Pick out each line below that contains the word "tower" and copy it.

#### Entries supplied ####

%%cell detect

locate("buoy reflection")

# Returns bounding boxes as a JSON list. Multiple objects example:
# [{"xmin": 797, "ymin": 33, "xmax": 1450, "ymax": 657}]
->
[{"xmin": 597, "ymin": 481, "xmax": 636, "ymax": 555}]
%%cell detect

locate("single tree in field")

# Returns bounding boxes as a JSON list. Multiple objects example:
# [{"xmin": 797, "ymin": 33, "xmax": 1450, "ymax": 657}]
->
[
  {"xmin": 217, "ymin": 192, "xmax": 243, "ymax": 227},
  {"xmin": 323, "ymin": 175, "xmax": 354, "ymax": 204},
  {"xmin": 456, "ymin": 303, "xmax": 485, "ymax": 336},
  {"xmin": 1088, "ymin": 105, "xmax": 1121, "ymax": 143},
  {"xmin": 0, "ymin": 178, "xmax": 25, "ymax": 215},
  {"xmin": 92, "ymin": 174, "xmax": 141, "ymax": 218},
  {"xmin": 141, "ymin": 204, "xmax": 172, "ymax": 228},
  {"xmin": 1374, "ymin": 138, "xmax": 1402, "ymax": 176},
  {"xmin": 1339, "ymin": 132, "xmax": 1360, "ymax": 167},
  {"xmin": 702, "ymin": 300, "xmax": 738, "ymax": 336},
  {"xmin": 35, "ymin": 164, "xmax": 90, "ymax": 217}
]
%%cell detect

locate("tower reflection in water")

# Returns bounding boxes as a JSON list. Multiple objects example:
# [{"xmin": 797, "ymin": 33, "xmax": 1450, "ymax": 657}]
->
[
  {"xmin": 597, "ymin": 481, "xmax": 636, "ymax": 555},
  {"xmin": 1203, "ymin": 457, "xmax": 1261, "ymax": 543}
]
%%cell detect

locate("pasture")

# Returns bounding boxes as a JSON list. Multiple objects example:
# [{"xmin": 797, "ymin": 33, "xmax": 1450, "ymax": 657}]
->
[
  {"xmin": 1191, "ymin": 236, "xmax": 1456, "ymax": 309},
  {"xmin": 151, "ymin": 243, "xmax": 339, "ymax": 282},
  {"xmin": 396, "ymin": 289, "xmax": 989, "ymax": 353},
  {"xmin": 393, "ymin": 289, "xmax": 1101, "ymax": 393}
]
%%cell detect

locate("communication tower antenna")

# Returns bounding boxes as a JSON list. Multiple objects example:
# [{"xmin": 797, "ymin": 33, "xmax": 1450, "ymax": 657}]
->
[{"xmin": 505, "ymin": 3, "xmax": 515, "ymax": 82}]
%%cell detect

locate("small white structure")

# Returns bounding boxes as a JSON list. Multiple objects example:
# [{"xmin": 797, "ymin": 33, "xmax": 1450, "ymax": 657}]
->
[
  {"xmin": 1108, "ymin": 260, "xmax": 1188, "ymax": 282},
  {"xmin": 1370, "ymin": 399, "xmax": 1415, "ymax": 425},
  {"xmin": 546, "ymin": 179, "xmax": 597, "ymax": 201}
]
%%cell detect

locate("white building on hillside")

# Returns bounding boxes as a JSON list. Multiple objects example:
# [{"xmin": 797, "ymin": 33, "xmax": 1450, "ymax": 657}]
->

####

#### Complete response:
locate("tower reflection in water")
locate("communication tower antenna")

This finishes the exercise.